[Objective]
Pick out and copy each line of the listing below that contains the string "porch". Case counts.

[Data shown]
╭──
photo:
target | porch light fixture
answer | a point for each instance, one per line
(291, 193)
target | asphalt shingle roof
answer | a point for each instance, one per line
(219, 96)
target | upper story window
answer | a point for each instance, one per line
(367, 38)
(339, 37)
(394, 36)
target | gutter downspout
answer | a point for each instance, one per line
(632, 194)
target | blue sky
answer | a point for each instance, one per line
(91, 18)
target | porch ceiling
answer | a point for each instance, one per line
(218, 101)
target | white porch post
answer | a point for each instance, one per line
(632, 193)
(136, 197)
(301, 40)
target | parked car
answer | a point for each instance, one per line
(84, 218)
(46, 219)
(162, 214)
╰──
╭──
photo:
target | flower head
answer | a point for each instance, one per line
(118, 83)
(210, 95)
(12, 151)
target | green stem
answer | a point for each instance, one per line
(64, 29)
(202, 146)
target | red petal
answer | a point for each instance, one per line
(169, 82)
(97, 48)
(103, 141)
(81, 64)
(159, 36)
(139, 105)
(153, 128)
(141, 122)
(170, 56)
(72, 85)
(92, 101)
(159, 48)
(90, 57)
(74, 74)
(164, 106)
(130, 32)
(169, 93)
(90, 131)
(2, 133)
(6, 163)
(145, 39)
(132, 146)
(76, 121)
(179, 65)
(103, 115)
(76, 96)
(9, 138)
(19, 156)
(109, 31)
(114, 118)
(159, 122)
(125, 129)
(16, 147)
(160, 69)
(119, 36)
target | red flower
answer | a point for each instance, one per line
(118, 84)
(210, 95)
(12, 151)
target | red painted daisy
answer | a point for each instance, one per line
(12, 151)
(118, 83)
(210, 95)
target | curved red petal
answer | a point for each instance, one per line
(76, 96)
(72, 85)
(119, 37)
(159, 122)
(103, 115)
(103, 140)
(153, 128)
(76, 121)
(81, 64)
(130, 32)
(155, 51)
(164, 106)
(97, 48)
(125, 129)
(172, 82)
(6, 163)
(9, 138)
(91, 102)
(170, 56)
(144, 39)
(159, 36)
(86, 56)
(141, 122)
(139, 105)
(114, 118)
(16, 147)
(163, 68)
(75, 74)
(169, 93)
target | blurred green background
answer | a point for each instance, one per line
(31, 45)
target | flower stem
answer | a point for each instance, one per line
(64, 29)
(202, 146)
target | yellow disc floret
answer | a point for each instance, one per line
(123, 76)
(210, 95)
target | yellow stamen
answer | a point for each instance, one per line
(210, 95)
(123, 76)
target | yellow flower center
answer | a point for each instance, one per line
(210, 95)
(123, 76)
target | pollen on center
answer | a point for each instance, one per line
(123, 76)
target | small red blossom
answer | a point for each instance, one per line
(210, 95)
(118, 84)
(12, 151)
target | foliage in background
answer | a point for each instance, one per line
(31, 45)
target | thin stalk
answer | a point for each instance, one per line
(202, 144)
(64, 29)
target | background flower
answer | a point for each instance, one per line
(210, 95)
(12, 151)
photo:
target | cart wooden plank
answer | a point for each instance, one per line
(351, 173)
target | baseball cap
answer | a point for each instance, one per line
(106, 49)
╰──
[Task result]
target | porch light fixture
target | porch ceiling
target | white porch post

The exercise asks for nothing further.